━━ Excerpted passage

# Fox Daddy



## SWAMPBUCK10PT (Apr 5, 2010)

I just camouflaged my new Fox Daddy Decoy-----[airbrush]---This is a good little unit---also has 3 sounds and a led lite on top--It might be the only call you need for night hunting--Going to give it a good try out this fall-sb


----------



## JTKillough (May 4, 2010)

Thats a great camo job. That old road dog will never know what hit him!


----------



## hassell (Feb 9, 2010)

Looking good Skip, good luck.


----------



## prairiewolf (Feb 19, 2012)

Looks good skip and thanks for reminding me what I can use my airbrushes for, they have been packed away ever since I quit doing Taxidermy, lol


----------



## pokeyjeeper (Sep 5, 2013)

Nice job skip


----------



## azpredatorhunter (Jul 24, 2012)

━━━━
━━ Input records

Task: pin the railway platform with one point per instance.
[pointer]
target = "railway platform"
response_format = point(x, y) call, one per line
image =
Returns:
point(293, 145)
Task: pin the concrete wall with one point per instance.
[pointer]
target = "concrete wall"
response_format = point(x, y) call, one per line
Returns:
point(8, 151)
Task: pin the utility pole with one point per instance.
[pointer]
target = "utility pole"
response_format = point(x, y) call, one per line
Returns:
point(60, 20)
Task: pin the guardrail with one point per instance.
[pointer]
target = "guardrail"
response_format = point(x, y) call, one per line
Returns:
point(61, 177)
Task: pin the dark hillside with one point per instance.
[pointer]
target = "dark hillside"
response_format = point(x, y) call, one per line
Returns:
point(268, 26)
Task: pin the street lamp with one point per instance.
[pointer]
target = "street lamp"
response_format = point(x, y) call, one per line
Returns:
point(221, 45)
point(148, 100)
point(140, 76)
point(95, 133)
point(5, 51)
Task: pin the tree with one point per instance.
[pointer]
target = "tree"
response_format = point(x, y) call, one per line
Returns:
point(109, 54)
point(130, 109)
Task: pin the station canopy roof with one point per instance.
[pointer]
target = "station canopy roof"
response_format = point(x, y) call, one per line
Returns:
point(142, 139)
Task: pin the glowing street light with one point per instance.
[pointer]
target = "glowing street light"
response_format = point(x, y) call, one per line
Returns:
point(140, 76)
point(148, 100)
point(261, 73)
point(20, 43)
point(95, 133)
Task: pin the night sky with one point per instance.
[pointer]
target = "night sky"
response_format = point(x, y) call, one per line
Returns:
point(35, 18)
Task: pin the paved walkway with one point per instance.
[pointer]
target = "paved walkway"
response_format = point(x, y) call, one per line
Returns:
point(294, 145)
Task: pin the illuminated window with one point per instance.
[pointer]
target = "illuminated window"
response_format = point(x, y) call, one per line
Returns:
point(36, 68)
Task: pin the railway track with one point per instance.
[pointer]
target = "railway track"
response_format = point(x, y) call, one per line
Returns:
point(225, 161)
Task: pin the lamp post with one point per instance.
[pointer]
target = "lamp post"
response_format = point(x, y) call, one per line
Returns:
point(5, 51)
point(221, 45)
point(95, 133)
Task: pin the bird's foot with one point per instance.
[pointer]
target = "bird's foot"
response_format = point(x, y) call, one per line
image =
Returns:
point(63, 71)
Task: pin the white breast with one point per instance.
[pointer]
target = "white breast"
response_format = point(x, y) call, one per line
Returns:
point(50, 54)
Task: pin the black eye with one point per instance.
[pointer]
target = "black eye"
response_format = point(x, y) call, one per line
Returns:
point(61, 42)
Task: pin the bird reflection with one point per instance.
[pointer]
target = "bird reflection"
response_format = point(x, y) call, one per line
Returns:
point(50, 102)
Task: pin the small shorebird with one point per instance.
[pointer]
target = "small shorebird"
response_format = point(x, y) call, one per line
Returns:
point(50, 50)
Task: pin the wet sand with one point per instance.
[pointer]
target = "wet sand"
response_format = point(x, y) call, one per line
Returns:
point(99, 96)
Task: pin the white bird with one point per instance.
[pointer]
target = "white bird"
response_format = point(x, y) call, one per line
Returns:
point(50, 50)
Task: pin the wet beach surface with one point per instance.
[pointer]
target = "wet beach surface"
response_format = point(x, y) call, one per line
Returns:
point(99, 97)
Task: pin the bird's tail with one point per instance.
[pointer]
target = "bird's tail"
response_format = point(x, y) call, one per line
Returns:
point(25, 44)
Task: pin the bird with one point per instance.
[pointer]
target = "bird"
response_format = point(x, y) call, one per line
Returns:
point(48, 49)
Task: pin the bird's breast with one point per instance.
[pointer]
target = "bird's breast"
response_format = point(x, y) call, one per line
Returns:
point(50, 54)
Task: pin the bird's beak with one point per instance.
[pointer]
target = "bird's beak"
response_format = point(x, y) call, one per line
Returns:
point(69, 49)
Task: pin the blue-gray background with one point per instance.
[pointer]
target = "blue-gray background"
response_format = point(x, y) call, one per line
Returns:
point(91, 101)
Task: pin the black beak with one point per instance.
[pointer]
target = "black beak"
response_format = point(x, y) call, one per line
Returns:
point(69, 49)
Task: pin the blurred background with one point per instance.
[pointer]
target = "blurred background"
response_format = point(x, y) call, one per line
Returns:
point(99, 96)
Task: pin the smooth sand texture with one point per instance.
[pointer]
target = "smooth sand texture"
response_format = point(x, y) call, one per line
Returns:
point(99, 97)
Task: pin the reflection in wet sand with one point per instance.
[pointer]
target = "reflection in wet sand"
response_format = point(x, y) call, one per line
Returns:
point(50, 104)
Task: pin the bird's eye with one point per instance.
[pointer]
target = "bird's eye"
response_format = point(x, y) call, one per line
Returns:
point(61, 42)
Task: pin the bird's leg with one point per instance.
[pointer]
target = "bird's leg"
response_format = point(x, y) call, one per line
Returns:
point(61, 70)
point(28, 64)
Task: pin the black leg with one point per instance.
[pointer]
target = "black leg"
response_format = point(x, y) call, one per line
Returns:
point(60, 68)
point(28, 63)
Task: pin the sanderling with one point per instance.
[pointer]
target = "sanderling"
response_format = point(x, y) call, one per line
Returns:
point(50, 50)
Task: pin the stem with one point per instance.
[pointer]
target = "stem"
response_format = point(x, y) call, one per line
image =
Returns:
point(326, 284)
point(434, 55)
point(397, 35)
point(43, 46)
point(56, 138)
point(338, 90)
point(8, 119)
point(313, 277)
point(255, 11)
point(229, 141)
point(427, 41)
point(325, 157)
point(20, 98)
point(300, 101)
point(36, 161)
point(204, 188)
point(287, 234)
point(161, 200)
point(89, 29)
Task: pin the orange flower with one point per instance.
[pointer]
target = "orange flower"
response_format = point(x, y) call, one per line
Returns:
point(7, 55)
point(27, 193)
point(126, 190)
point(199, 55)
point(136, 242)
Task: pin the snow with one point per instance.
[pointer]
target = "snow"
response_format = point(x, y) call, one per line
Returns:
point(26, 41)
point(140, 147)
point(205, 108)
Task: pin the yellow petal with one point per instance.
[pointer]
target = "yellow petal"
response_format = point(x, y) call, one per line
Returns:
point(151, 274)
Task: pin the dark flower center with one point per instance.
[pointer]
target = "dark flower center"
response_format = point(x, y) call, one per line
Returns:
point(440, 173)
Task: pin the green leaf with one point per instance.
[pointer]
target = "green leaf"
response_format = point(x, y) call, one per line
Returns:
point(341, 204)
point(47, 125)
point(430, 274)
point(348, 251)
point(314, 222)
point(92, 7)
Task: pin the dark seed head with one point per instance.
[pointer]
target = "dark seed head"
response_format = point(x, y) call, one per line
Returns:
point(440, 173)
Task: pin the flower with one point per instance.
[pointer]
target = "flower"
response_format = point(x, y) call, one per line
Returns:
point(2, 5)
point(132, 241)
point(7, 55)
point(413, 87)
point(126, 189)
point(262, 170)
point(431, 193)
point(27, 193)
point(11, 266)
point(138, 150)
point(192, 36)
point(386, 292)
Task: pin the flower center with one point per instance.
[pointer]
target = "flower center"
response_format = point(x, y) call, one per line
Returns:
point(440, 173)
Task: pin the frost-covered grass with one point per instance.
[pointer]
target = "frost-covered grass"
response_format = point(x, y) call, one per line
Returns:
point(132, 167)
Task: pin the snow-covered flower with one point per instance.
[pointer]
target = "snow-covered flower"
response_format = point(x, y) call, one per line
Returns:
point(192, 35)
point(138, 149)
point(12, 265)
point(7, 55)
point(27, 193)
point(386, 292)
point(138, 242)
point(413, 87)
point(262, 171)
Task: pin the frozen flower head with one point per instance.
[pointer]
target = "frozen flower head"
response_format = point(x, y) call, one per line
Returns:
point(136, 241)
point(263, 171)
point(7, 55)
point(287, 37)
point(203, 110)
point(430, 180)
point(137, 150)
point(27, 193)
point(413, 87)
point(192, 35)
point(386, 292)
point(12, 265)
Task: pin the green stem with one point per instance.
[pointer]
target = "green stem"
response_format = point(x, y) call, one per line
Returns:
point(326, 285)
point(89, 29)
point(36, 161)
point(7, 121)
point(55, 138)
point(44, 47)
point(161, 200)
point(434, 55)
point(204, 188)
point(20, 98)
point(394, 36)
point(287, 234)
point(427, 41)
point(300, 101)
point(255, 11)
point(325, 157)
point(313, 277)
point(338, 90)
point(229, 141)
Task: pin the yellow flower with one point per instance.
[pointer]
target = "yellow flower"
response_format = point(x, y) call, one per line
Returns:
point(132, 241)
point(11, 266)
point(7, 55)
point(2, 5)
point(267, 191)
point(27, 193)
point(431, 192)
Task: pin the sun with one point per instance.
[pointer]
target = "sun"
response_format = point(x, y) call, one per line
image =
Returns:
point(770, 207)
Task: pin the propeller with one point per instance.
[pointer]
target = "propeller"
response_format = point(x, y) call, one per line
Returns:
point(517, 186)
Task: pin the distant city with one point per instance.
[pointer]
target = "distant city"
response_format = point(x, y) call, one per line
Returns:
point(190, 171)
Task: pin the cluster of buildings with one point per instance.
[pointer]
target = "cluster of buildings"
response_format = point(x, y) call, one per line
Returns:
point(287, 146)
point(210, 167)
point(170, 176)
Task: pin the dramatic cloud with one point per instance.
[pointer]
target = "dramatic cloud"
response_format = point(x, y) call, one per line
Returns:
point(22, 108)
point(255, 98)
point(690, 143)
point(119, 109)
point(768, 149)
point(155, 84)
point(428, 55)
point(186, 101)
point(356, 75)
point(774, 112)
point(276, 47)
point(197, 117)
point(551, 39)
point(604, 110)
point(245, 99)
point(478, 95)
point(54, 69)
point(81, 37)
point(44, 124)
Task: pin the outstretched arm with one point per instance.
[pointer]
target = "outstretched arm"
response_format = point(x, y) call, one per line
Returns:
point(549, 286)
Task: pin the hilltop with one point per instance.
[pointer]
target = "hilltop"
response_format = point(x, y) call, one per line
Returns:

━━━━

◆ Tasks to perform
a - In the Fox Daddy forum thread, how many sounds does the decoy have?
b - Please write out the records word for word, from the start of the records up to and including the line that contains "point(60, 20)".

◆ Answers for the exercise
a - Three sounds.

b -
Task: pin the railway platform with one point per instance.
[pointer]
target = "railway platform"
response_format = point(x, y) call, one per line
image =
Returns:
point(293, 145)
Task: pin the concrete wall with one point per instance.
[pointer]
target = "concrete wall"
response_format = point(x, y) call, one per line
Returns:
point(8, 151)
Task: pin the utility pole with one point per instance.
[pointer]
target = "utility pole"
response_format = point(x, y) call, one per line
Returns:
point(60, 20)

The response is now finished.